Please count the lines in the items below that contain the string "fallen", matching case exactly, and give only that number.

- DATA EXCERPTS

────────

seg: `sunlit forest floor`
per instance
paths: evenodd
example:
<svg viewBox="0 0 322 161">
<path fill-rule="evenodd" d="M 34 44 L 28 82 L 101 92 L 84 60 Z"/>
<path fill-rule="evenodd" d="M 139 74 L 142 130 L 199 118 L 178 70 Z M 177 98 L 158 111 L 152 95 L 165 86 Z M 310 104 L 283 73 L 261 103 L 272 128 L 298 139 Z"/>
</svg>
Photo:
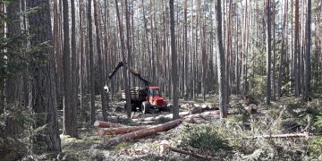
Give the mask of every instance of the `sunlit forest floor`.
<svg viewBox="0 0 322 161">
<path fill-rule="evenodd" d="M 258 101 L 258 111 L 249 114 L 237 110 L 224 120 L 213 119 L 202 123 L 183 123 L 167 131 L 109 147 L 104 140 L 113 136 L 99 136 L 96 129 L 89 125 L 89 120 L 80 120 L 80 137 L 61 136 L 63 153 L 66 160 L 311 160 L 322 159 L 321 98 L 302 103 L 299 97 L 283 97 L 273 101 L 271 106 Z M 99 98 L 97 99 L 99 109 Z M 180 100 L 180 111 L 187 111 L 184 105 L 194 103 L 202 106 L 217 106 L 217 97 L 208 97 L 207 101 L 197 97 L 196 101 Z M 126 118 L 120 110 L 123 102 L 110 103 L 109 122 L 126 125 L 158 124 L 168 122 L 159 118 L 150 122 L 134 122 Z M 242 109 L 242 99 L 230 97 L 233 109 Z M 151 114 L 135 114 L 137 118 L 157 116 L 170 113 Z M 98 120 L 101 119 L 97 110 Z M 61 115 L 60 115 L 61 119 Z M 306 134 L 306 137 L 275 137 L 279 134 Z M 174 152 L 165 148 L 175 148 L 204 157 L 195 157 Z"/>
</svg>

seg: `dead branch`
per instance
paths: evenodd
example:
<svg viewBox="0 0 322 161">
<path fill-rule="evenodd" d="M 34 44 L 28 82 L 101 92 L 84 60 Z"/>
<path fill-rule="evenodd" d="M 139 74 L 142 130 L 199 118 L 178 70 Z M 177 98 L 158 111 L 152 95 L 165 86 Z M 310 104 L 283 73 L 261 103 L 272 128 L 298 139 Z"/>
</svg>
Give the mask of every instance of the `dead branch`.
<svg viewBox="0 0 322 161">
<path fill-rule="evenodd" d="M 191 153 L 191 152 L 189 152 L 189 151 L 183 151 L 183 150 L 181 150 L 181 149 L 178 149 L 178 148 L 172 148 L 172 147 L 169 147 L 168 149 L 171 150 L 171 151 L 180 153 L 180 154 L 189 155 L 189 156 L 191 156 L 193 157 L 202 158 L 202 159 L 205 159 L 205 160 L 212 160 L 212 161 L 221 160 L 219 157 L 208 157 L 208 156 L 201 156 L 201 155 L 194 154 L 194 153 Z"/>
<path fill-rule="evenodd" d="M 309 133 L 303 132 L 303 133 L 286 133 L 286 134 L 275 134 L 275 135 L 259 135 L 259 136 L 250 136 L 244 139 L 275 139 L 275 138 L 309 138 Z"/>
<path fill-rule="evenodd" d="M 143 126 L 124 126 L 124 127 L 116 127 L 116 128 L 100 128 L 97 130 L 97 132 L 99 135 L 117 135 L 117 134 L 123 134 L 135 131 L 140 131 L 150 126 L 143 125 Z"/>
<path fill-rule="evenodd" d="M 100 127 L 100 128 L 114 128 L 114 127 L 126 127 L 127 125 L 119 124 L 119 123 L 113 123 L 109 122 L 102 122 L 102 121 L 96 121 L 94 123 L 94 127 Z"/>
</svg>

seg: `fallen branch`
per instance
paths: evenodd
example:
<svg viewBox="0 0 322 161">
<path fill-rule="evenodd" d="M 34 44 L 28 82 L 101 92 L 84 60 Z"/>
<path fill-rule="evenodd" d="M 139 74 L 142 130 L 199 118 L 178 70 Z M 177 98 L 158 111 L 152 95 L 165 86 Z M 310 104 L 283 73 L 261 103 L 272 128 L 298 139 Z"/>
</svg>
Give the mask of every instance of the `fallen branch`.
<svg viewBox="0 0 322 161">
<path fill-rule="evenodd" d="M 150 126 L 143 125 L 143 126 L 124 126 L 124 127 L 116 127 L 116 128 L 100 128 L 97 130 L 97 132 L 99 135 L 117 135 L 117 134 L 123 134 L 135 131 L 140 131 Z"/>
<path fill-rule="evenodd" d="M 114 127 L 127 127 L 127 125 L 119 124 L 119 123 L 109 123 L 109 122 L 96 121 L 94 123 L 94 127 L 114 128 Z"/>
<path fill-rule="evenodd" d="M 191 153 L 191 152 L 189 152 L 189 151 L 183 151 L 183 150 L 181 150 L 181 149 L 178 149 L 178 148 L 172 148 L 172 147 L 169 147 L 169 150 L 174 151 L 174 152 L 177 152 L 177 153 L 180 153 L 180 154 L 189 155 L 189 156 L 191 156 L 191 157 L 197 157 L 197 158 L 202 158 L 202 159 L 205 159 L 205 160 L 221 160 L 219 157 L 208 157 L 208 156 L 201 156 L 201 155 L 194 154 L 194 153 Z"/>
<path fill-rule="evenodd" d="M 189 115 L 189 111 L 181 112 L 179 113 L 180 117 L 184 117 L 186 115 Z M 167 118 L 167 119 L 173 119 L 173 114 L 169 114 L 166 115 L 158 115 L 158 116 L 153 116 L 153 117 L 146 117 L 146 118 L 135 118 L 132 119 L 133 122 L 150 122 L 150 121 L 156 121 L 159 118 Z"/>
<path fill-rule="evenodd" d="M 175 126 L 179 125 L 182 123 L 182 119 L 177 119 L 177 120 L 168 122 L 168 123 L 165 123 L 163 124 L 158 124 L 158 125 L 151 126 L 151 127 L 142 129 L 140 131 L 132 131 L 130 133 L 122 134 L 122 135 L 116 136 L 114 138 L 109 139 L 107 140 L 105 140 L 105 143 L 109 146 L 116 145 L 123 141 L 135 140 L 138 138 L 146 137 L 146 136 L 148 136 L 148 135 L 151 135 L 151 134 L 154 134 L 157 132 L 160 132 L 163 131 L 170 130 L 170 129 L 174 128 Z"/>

────────

- RESULT OF THIS EXERCISE
2